- **Instrução a**
De acordo com o trecho sobre os incêndios no Pantanal, em que momento do ano os pantaneiros faziam o chamado "fogo frio"?
____ Trecho fornecido
Pecuaristas criticam ONG's e legislação ambiental que impedem 'fogo frio' no Pantanal

O produtor alega que a política ambiental adotada nos últimos 30 anos é a grande responsável pelos incêndios e critica as ONG's

Edyeverson Hilario

Pecuaristas criticam ONG's e legislação ambiental que impedem 'fogo frio' no Pantanal

Foto: Edyeverson Hilário / Leiagora

Com centenas de focos de incêndio, o Pantanal mato-grossense queima há mais de três meses. As chamas que começaram em diversos pontos do bioma está descontrolada e já consumiu quase 2 milhões de hectares de mata. Impacto que na visão de pantaneiros poderia ter sido evitado, se eles pudessem fazer a limpeza do Pantanal, como era de práxis anos atrás.
 
Segundo o relato, os pantaneiros, que lá nasceram ou que lá se tornaram, tinham o hábito de realizar o chamado “fogo frio”, que é uma espécie de queimada, feita em locais específicos do Pantanal. O objetivo era diminuir a quantidade de matéria orgânica da região. A ação era realizada no início ou próximo ao término do período chuvoso e, assim, havia menos chances de fugir do controle dos pantaneiros.
________
____ Dados a usar
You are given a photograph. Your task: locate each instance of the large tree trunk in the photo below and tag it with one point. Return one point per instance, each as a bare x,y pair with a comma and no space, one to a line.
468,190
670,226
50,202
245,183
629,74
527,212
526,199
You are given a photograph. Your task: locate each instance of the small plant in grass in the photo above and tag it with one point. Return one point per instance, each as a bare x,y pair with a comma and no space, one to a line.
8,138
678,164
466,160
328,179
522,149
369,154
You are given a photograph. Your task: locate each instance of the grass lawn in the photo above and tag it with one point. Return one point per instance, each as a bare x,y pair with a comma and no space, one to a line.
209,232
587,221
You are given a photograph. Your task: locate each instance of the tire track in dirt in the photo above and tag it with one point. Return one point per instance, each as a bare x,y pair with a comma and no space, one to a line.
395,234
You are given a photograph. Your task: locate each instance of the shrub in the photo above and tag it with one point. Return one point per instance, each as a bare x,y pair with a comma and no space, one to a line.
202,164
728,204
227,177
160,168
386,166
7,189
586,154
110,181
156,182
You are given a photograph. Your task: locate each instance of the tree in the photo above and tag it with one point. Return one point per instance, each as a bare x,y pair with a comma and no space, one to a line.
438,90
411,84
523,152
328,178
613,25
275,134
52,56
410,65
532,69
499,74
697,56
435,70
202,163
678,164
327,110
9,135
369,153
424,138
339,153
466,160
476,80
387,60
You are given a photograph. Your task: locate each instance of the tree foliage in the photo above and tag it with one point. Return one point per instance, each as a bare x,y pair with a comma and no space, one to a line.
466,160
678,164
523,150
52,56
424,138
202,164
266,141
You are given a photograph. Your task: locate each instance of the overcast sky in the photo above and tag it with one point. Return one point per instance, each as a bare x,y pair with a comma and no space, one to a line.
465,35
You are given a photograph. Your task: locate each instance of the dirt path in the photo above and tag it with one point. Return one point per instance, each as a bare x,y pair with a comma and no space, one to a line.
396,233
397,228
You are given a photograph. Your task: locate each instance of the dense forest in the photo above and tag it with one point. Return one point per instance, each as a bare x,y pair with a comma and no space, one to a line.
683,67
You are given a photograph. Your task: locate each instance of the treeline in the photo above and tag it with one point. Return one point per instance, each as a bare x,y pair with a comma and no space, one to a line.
________
- **Instrução b**
Reescreva tudo da listagem, desde a linha que contém "the tree in" até o fim da listagem, sem omitir nenhuma linha, deslocando em 14 cada número das coordenadas.

- **Resposta do exercício a**
No início ou próximo ao término do período chuvoso.

- **Resposta do exercício b**
You are given a photograph. Your task: locate each instance of the tree in the photo above and tag it with one point. Return one point per instance, each as a bare x,y pair with a comma and no space, one to a line.
452,104
425,98
537,166
342,192
627,39
289,148
66,70
424,79
546,83
513,88
711,70
449,84
216,177
692,178
341,124
23,149
383,167
438,152
353,167
480,174
490,94
401,74
You are given a photograph. Your task: locate each instance of the tree foliage in the photo above and tag it with one point. Return one point per instance, each as a bare x,y pair with a comma and no space, one to a line.
480,174
692,178
537,164
66,70
438,152
216,178
280,155
You are given a photograph. Your task: locate each instance of the overcast sky in the photo above and tag it with one point. Return one point per instance, each as a bare x,y pair with a comma and no space, one to a line.
479,49
You are given a photograph. Your task: locate each instance of the dirt path in the photo above and tag it with one point. Return one point per instance, each as a bare x,y pair with a comma and no space, one to a line.
410,247
411,242
You are given a photograph. Your task: locate each instance of the dense forest in the photo above and tag it with one point. Return one point per instance, each as a bare x,y pair with a comma and no space, one to a line.
697,81
You are given a photograph. Your task: locate each instance of the treeline in the photo above and tag it with one point. Return one point per instance, each as a bare x,y pair with a comma and no space, one to a line.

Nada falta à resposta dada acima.